▶
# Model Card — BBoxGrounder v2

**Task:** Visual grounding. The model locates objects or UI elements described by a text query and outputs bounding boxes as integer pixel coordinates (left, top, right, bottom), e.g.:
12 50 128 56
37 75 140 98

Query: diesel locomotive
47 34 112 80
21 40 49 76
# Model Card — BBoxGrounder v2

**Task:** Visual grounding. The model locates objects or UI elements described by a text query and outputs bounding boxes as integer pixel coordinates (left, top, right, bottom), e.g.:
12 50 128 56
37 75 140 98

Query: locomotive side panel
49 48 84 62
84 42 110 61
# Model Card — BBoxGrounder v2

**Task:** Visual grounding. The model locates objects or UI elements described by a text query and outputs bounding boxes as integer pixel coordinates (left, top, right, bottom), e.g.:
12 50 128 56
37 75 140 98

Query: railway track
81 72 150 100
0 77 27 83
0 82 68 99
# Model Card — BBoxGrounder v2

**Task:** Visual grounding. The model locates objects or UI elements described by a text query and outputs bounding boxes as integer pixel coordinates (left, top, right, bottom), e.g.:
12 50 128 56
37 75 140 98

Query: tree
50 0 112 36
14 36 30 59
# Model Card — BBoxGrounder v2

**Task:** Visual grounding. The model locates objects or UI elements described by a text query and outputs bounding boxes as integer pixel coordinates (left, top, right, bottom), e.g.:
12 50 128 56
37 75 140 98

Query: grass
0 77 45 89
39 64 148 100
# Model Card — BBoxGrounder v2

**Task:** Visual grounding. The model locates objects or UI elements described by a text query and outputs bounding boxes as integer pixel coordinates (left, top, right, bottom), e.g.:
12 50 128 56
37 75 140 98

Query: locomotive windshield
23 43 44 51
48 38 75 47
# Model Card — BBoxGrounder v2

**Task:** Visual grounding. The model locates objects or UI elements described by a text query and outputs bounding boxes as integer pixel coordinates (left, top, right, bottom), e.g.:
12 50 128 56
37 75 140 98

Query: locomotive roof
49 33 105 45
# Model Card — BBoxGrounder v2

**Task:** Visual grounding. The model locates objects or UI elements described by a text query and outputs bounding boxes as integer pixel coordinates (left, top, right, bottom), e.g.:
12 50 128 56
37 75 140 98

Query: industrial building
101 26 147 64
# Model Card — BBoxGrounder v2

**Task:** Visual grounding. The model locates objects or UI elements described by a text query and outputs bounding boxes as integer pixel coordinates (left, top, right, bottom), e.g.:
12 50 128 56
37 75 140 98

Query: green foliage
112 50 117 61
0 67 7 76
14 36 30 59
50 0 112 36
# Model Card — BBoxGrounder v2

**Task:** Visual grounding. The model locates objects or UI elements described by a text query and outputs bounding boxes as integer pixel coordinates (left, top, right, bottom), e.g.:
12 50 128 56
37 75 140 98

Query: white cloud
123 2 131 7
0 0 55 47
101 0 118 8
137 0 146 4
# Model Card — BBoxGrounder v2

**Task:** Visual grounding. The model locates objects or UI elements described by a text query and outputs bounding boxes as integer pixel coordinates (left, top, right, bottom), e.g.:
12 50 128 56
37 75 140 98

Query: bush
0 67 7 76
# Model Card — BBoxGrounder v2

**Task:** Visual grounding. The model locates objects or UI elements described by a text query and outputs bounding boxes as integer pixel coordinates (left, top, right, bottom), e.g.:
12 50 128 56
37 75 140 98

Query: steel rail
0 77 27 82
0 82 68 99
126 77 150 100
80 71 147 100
◀
Find each line in the rows above that contains the string "locomotive", and copy every such line in full.

Query: diesel locomotive
Query: locomotive side panel
Query: locomotive windshield
Query: locomotive roof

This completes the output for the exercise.